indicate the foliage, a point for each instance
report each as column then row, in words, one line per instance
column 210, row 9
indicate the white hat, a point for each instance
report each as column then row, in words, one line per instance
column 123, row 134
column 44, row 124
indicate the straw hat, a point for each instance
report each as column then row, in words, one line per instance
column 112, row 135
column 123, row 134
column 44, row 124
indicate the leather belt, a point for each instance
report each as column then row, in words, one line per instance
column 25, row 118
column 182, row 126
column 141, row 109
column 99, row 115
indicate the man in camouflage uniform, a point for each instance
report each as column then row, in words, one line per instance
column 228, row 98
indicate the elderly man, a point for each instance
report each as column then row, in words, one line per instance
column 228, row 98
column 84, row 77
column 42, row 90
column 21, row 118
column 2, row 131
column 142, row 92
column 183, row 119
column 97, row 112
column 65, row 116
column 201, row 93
● ● ● ● ● ● ●
Task item
Every record above must be printed again exactly as it stands.

Output below
indicate the foliage, a point for each instance
report each as column then row, in words, one line per instance
column 210, row 9
indicate the white hat, a point for each instance
report each as column then row, in words, one line per instance
column 123, row 134
column 44, row 124
indicate the straw hat, a point for each instance
report each as column then row, in words, one line per instance
column 112, row 135
column 123, row 134
column 44, row 124
indicate the leather belt, a point for each instance
report each as column then row, in words, one line per instance
column 25, row 118
column 182, row 126
column 141, row 109
column 99, row 115
indicate the man in camouflage uniform, a point for each instance
report each as column then row, in words, one line per instance
column 228, row 98
indicate the elderly man, a point for each instance
report each as column then row, in words, one line per instance
column 228, row 98
column 84, row 77
column 42, row 90
column 21, row 118
column 2, row 131
column 142, row 92
column 183, row 119
column 97, row 112
column 65, row 116
column 201, row 93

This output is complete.